**Required task**
Count the lines of the material below that contain the string "railing", and give only the number.

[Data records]
==========

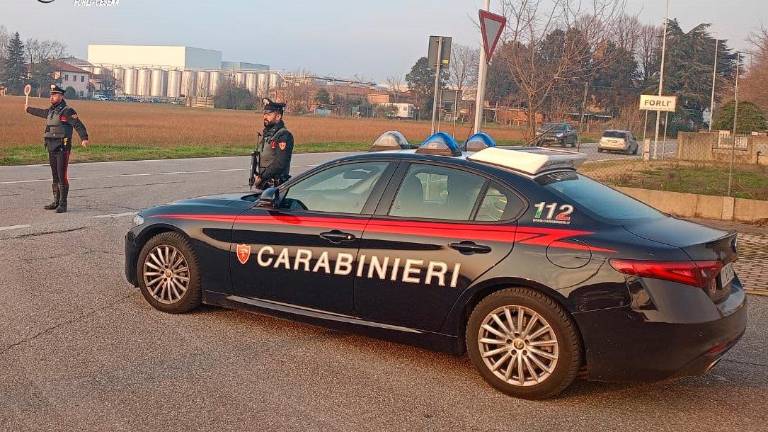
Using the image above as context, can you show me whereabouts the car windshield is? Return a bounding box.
[536,171,664,221]
[603,131,626,138]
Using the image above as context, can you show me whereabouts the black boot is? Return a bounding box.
[43,183,59,210]
[56,185,69,213]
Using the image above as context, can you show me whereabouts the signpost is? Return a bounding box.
[427,36,451,133]
[640,95,677,159]
[474,0,507,133]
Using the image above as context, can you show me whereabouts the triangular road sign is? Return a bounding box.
[480,9,507,61]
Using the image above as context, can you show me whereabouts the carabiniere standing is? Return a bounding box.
[24,84,88,213]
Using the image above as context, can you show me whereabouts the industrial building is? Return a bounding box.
[78,45,281,99]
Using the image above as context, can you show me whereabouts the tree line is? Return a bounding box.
[406,0,768,134]
[0,26,67,97]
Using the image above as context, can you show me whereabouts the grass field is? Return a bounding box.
[0,96,524,165]
[579,161,768,200]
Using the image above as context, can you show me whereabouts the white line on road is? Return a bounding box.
[94,212,137,219]
[0,225,32,231]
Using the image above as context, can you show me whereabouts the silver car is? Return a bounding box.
[597,129,639,154]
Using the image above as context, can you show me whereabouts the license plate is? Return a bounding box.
[720,263,736,287]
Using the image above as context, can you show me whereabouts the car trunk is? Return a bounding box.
[624,217,737,302]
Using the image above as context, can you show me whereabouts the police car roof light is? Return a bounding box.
[467,147,587,175]
[370,131,413,151]
[416,132,461,156]
[464,132,496,152]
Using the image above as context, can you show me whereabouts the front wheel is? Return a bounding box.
[466,288,581,399]
[136,232,202,313]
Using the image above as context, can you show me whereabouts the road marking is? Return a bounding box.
[0,179,51,184]
[94,212,138,219]
[0,225,32,231]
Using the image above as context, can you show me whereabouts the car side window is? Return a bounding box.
[281,162,389,214]
[475,184,525,222]
[389,164,485,221]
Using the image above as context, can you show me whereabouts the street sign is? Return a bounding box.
[480,9,507,62]
[427,36,451,69]
[640,95,677,112]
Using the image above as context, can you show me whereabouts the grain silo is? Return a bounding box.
[136,69,152,96]
[123,68,137,95]
[149,69,166,97]
[208,71,221,96]
[166,70,182,98]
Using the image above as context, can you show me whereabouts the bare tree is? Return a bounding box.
[739,27,768,111]
[497,0,625,136]
[448,44,480,91]
[637,24,662,86]
[386,75,403,103]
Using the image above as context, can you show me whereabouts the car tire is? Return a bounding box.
[465,287,582,399]
[136,232,202,314]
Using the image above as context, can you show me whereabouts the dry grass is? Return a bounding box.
[0,96,523,151]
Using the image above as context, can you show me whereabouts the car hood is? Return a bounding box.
[170,192,259,208]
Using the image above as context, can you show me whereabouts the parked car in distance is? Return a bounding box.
[536,123,579,147]
[597,129,639,154]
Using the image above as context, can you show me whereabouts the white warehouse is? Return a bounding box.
[88,45,280,98]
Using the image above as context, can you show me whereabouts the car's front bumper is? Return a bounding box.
[574,278,747,381]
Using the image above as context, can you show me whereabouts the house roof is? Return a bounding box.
[51,60,91,75]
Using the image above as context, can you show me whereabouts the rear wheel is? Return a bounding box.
[466,288,581,399]
[136,232,202,313]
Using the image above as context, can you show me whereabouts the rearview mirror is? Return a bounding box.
[256,187,280,208]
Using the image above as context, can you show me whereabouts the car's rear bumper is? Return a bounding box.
[574,286,747,381]
[125,230,139,286]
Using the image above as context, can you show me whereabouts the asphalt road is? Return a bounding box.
[0,148,768,432]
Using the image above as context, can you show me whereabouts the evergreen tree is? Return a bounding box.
[4,32,27,95]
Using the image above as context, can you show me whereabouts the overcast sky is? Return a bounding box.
[0,0,768,82]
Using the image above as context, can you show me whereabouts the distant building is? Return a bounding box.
[51,60,91,98]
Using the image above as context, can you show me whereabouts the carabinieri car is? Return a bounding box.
[125,133,747,399]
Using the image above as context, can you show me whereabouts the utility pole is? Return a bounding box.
[473,0,491,133]
[728,51,741,196]
[709,39,720,132]
[432,36,443,134]
[653,0,669,159]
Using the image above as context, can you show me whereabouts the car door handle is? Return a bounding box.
[320,230,356,243]
[448,241,491,255]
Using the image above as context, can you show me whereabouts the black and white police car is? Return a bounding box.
[125,132,747,399]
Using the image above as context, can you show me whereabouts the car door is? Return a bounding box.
[231,160,395,314]
[354,163,524,331]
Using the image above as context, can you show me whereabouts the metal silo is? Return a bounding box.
[136,69,152,96]
[149,69,165,97]
[123,68,137,95]
[245,72,259,96]
[269,72,283,88]
[208,71,221,96]
[235,72,245,87]
[167,71,181,98]
[181,71,197,97]
[195,71,210,97]
[256,73,269,97]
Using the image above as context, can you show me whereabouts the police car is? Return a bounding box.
[125,132,747,399]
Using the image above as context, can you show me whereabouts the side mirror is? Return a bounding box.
[256,187,280,208]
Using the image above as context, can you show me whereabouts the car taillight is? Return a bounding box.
[610,259,723,289]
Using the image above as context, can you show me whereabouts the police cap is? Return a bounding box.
[261,98,285,114]
[51,84,66,94]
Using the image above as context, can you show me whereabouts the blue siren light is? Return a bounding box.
[370,131,413,151]
[416,132,461,156]
[464,132,496,152]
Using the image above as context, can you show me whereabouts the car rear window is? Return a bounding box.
[603,131,627,138]
[536,171,664,220]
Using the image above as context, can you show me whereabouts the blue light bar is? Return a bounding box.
[464,132,496,152]
[416,132,461,156]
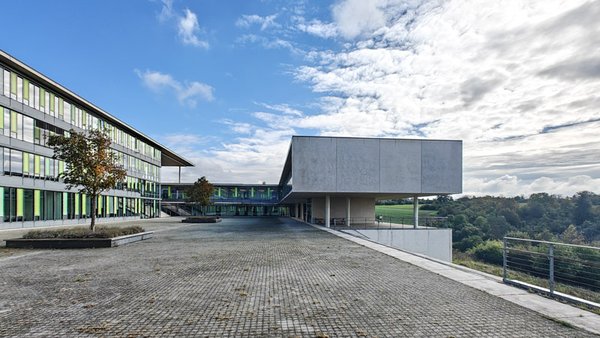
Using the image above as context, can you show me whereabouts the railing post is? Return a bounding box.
[502,238,508,283]
[548,244,554,295]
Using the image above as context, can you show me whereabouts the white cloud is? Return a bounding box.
[333,0,387,39]
[162,0,600,196]
[236,34,303,54]
[296,19,338,39]
[135,69,214,108]
[158,0,173,22]
[157,0,210,49]
[235,14,280,31]
[177,8,209,48]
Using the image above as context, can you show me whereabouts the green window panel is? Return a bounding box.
[33,155,40,175]
[49,93,56,112]
[23,79,29,100]
[33,190,42,217]
[33,127,42,144]
[44,157,50,177]
[23,152,29,173]
[75,193,79,216]
[81,194,87,216]
[0,187,4,219]
[10,111,17,133]
[10,72,17,95]
[40,87,46,110]
[17,189,25,217]
[63,192,69,216]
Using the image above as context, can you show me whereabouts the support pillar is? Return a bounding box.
[346,197,350,226]
[413,196,419,229]
[325,195,331,228]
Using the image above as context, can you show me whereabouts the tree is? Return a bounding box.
[187,176,214,214]
[48,129,127,231]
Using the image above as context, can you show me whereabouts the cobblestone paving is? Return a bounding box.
[0,218,592,337]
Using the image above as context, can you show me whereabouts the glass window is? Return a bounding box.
[10,73,17,100]
[2,148,10,174]
[33,155,42,177]
[23,79,29,105]
[33,190,44,221]
[23,116,33,143]
[33,85,40,109]
[17,114,23,140]
[10,149,23,175]
[17,77,23,102]
[4,108,10,136]
[23,153,29,175]
[23,189,35,221]
[44,191,54,220]
[2,69,10,97]
[48,93,56,116]
[60,99,71,123]
[17,188,25,221]
[54,192,62,219]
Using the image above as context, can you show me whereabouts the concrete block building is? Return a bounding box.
[279,136,462,226]
[162,136,462,226]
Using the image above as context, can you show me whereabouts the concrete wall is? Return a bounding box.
[345,229,452,262]
[292,136,462,195]
[312,196,375,220]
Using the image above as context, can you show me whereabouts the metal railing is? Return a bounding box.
[324,216,448,229]
[502,237,600,302]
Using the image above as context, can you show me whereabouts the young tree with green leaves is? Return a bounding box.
[48,129,127,231]
[187,176,214,214]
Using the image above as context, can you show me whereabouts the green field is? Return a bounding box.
[375,204,437,224]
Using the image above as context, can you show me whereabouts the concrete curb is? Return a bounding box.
[310,221,600,335]
[6,231,154,249]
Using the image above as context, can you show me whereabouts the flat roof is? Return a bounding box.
[0,50,194,167]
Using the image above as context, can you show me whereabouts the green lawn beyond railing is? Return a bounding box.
[375,204,437,224]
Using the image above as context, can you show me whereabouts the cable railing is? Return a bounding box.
[503,237,600,307]
[322,216,448,230]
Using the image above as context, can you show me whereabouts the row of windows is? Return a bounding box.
[161,185,279,202]
[0,187,160,222]
[0,106,160,182]
[0,68,161,161]
[0,147,159,198]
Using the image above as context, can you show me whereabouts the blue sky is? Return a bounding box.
[0,0,600,196]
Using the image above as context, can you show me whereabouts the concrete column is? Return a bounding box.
[325,195,331,228]
[346,197,350,226]
[413,196,419,229]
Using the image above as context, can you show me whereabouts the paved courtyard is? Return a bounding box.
[0,218,592,337]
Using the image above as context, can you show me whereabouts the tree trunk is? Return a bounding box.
[90,194,98,231]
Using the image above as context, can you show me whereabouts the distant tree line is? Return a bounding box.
[427,191,600,290]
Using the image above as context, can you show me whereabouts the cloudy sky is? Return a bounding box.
[0,0,600,196]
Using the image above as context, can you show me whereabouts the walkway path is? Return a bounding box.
[0,218,592,337]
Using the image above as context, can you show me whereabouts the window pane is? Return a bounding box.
[23,116,33,143]
[10,149,23,175]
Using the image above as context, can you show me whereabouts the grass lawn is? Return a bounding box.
[375,204,437,224]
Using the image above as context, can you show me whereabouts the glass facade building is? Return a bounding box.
[0,51,192,229]
[161,183,289,216]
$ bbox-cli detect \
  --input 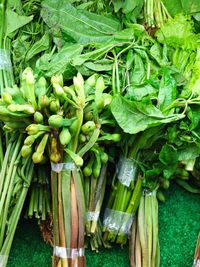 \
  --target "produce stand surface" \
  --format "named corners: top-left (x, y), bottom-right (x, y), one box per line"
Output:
top-left (8, 185), bottom-right (200, 267)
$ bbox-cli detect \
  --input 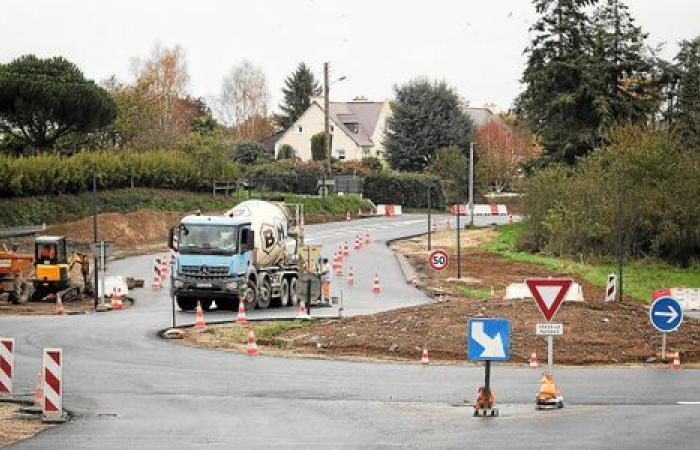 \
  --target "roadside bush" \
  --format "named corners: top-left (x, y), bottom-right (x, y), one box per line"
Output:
top-left (0, 147), bottom-right (239, 197)
top-left (520, 128), bottom-right (700, 265)
top-left (277, 144), bottom-right (297, 159)
top-left (363, 172), bottom-right (445, 208)
top-left (245, 159), bottom-right (323, 194)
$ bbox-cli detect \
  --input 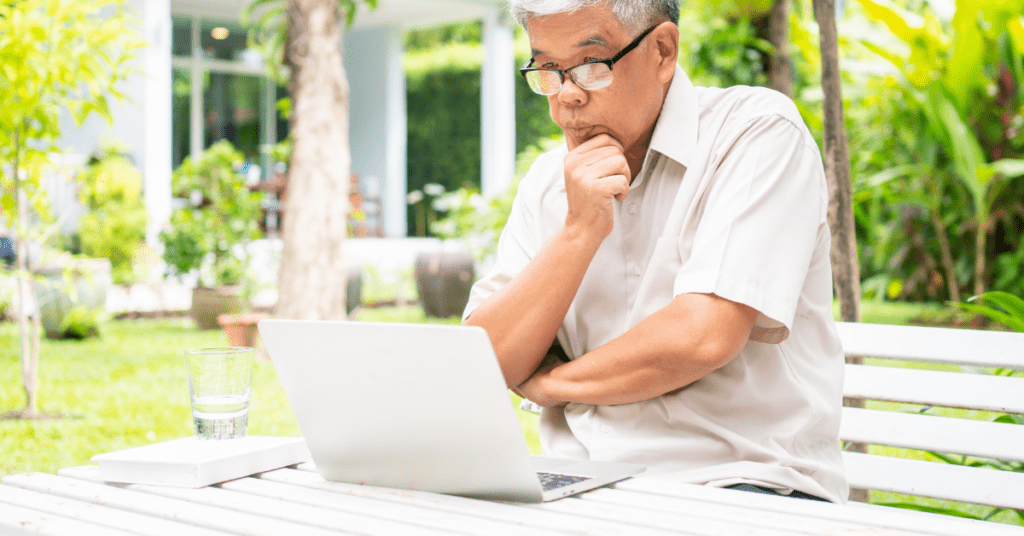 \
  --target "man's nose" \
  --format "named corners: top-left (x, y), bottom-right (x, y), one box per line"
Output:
top-left (558, 74), bottom-right (589, 106)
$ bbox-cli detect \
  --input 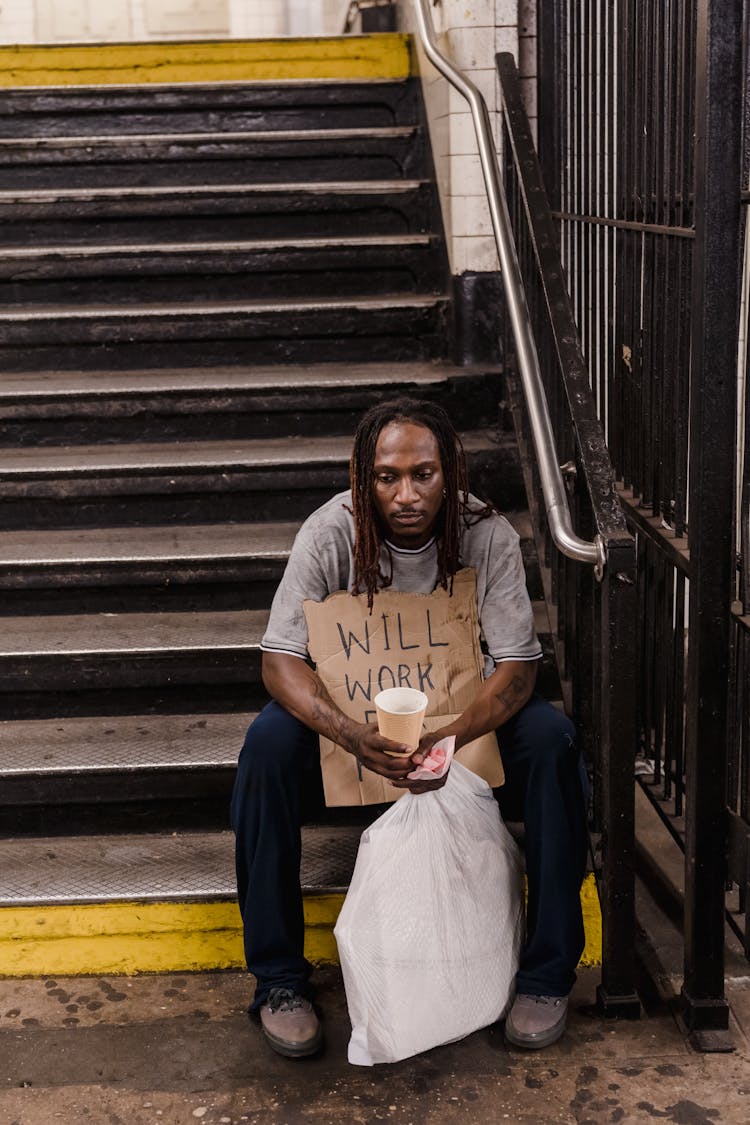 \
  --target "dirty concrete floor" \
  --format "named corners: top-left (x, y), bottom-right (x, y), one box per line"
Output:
top-left (0, 969), bottom-right (750, 1125)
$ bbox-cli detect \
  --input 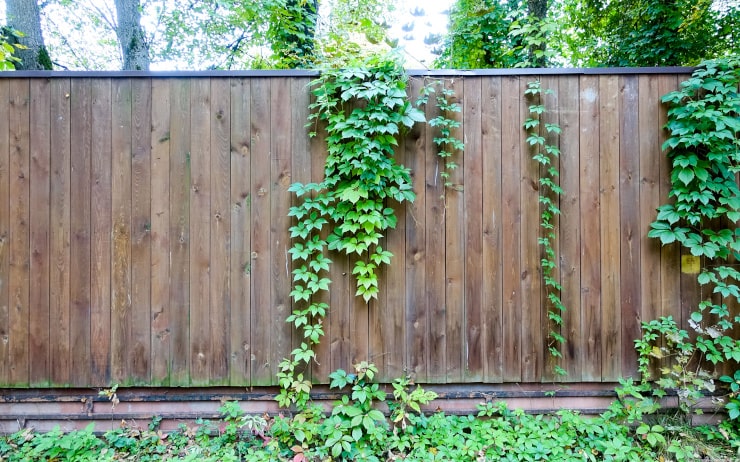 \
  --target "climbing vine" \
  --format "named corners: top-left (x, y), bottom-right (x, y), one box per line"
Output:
top-left (642, 56), bottom-right (740, 419)
top-left (524, 80), bottom-right (566, 376)
top-left (277, 56), bottom-right (425, 407)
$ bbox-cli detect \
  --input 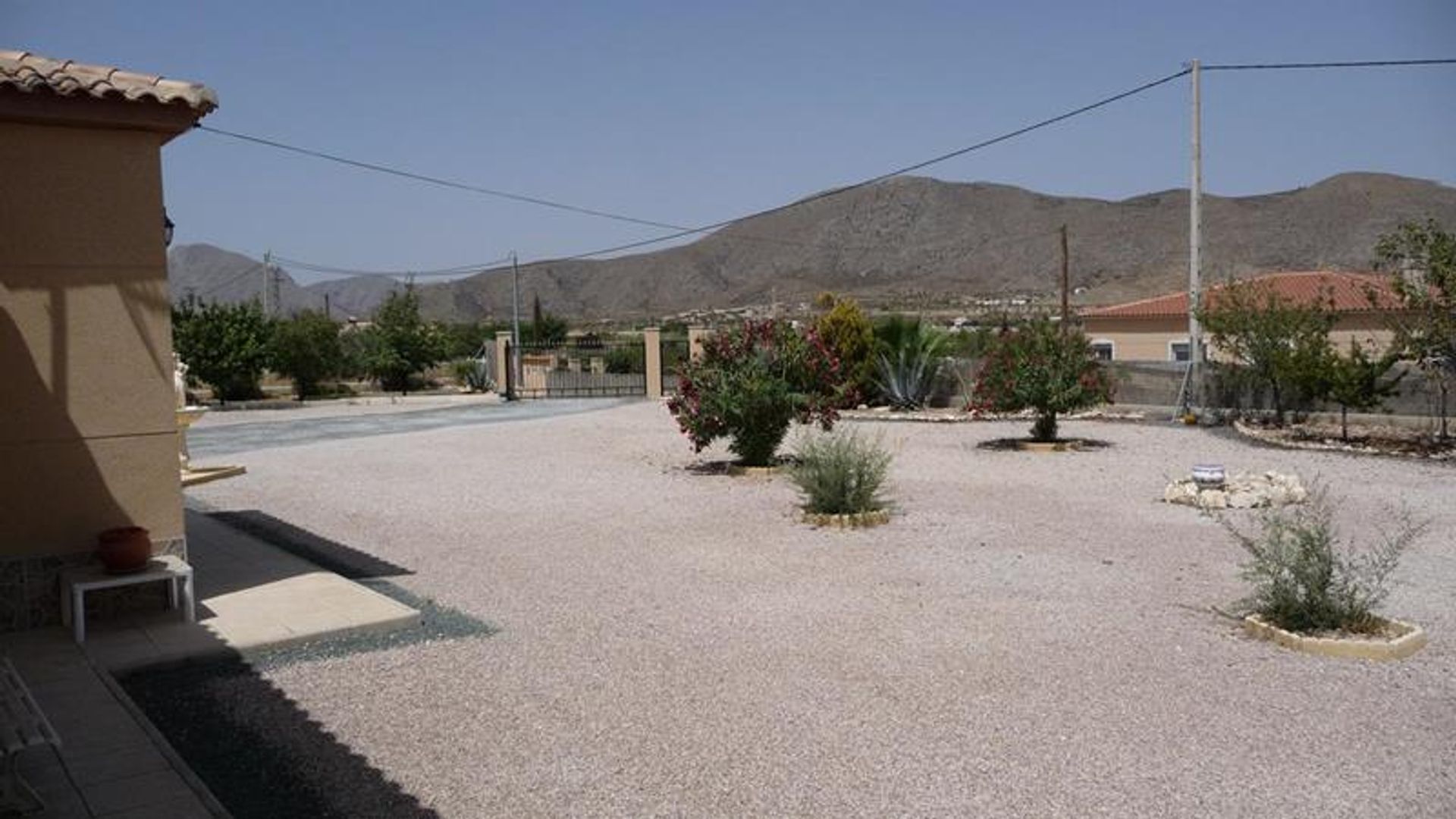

==========

**Reply to the task**
4